[[ EXERCISE TEXT open ]]

When there is failure- who knows about it?

By Michael Grey, Lloyds’ List, 11 Feb 1998

?

Why should you read this: This article by Michael Gray is a passionate plea to our industry to share information and learn from each other. ?For students of incident investigation, this article underscores the recurring issues within the industry that demand a global solution.

Michael uses the Estonia tragedy to highlight the local and fragmented nature of information sharing that is limited by various geographies and different industries. He reminds us of our industry's fragmented disposition and systemic communication failures. While individual flags, a few companies, a few classification societies might know, the industry at large maybe unaware.

Another significant point the article makes, that aligns with the system view of safety is that accidents are avoided many a time by the prompt and effective action of the officers. When such events end effectively, then “what lessons that were drawn from it were probably confined to a very small number of people”

The article urges the industry to share and learn. While it may have been written in 1998, some of you may agree that we have not evolved much since.

This article gives students a passioned understanding of why a system of reporting and sharing information is important. This also underlines why our industry needs more trust not just among ship and shore but all interested stakeholders.

(I could not find a link to this article. There was a scanned copy that I came across, that too not as originally published but a reproduction elsewhere. I typed this entire thing out so I could share it with participants of an investigation course I was called to stand-in for a 90 minute lecture. All emphasis in the article below are mine)

ONE of the most harrowing documents I have read for many years is the official report into the loss of the Estonia' which was finally made public just before Christmas, more than three years after the event.

It contains much in it that will appal, from the terrifying incident itself to the inability of well-equipped ships on the spot to rescue people from the cold waters, and the nightmare which must have been experienced by the divers as they pushed their way into the collapsed wreckage of the ferry's internals.

I know there is much in the report that remains contentious, and the subject of further litigation, but one specific and recurring problem impressed itself upon me, reinforcing a long-held belief that something, which the industry itself has the power to fix, needs to be urgently done. I refer to the fact that by the time of this disaster, there had been a considerable number of incidents involving failure or part-failure of bow doors with ships at sea.

Those who drafted the report refer to only those which took place in the North Sea or Baltic, but it is surely reasonable to suppose that there have been others over the years, since administrations and classification societies judged that a drive through ship with a large bow opening was a safe option. The Estonia report admits that the list is by no means complete, as it contains only Finnish and Swedish vessels.

Some of these incidents, and they stretch back to the early 1970s, were very serious and potentially lethal, although it appears that prompt action by those in charge of the ships slowing or stopping, turning the vessels out of the weather and returning immediately to the safety of port prevented water getting onto the cardecks.

Additionally, the availability of a watertight door inside the visor or clamshell doors provided the necessary level of insulation and saved the day.

But the point is, and the question must be asked, just how widely knowledge about these accidents was promulgated by those who had knowledge of them? The Finnish and Swedish authorities would have been in possession of the full facts, and it is reasonable to suppose that those operating ships under these flags would have been made aware of the incidents.

A number of the major classification societies were also clearly informed about accidents which had taken place aboard ships they had responsibility for. Presumably the individual, owners, after an accident, made very sure that they closely inspected the fastenings and hinges of bow doors in other vessels of their fleets.

But who else learned about such accidents throughout the world, bearing in mind that drive-through ships are a more or less universal ferry type of today?

[[ EXERCISE TEXT closed ]]
[[ SOURCE DATA open ]]

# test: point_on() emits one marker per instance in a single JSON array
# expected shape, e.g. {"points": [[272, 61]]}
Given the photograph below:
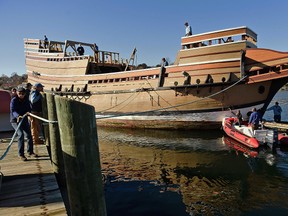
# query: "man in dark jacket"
{"points": [[19, 106]]}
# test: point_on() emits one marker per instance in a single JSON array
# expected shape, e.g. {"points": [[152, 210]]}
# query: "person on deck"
{"points": [[19, 106], [239, 116], [254, 119], [188, 29], [80, 50], [187, 80], [277, 112], [45, 42], [162, 72]]}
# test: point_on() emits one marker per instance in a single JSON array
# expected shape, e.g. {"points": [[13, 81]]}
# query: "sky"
{"points": [[154, 27]]}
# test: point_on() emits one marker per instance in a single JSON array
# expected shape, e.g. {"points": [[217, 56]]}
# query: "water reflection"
{"points": [[195, 170]]}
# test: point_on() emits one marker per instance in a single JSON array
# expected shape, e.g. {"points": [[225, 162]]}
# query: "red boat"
{"points": [[246, 136], [243, 133]]}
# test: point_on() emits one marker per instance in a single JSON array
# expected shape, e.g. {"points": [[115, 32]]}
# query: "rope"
{"points": [[42, 119], [148, 111], [18, 126], [13, 137]]}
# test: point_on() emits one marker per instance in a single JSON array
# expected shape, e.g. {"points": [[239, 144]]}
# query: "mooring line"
{"points": [[18, 126]]}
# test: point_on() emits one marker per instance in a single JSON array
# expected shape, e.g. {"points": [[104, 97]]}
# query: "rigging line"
{"points": [[119, 103], [158, 94], [161, 98], [130, 101], [148, 111]]}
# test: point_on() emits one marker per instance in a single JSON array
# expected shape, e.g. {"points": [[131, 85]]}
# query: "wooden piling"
{"points": [[79, 141], [56, 155], [45, 125]]}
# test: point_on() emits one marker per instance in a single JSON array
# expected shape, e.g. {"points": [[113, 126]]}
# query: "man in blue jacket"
{"points": [[19, 106], [254, 119]]}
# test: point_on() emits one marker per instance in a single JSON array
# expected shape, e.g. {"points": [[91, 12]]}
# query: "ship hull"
{"points": [[210, 77]]}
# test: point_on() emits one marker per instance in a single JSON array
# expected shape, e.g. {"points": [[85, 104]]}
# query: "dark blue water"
{"points": [[157, 172]]}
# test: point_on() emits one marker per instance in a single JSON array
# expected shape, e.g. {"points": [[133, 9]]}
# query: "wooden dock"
{"points": [[29, 187]]}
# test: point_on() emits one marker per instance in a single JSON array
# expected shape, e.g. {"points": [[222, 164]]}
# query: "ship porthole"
{"points": [[261, 89]]}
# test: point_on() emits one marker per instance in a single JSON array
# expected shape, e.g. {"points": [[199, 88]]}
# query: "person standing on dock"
{"points": [[28, 88], [36, 103], [19, 106], [277, 112], [254, 119]]}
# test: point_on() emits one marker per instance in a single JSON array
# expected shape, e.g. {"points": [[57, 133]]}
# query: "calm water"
{"points": [[156, 172]]}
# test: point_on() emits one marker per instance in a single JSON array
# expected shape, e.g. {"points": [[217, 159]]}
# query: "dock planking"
{"points": [[29, 187]]}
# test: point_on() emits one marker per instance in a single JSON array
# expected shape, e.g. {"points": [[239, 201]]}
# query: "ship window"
{"points": [[261, 89]]}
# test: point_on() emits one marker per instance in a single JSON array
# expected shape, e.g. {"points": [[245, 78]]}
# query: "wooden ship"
{"points": [[213, 73]]}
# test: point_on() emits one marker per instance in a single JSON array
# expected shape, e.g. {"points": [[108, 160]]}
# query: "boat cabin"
{"points": [[221, 37]]}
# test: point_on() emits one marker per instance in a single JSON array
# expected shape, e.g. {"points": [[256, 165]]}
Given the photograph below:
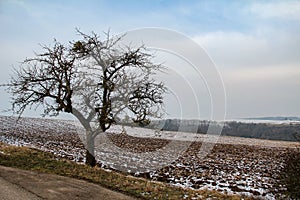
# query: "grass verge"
{"points": [[36, 160]]}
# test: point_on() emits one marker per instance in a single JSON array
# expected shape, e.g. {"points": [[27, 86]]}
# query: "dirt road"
{"points": [[18, 184]]}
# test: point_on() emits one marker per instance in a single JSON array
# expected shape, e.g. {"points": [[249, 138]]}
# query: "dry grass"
{"points": [[36, 160]]}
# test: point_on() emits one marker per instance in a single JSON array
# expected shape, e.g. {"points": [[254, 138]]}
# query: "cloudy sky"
{"points": [[254, 44]]}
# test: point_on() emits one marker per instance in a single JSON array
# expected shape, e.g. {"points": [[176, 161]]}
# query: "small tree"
{"points": [[98, 81]]}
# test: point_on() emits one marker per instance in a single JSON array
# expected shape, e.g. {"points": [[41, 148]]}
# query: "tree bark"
{"points": [[90, 149]]}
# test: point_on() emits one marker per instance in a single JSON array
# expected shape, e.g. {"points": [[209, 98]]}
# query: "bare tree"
{"points": [[98, 81]]}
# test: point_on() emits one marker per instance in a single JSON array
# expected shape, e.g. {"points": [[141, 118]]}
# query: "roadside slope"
{"points": [[21, 184]]}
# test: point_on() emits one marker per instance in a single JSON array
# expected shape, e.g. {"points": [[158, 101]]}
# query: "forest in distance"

[[ SOURCE DATA closed ]]

[TO DO]:
A - From the article on the Estonia report, list everything the author says the official report contains that will appall.
B - According to the article on the Estonia report, why did the earlier bow door incidents not result in water getting onto the cardecks?

[ANSWER SET]:
A -
- The terrifying incident itself
- The inability of well-equipped ships on the spot to rescue people from the cold waters
- The nightmare that must have been experienced by the divers as they pushed their way into the collapsed wreckage of the ferry's internals

B - Prompt action by those in charge of the ships prevented it: they slowed or stopped, turned the vessels out of the weather, and returned immediately to the safety of port. In addition, a watertight door inside the visor or clamshell doors provided the necessary level of insulation.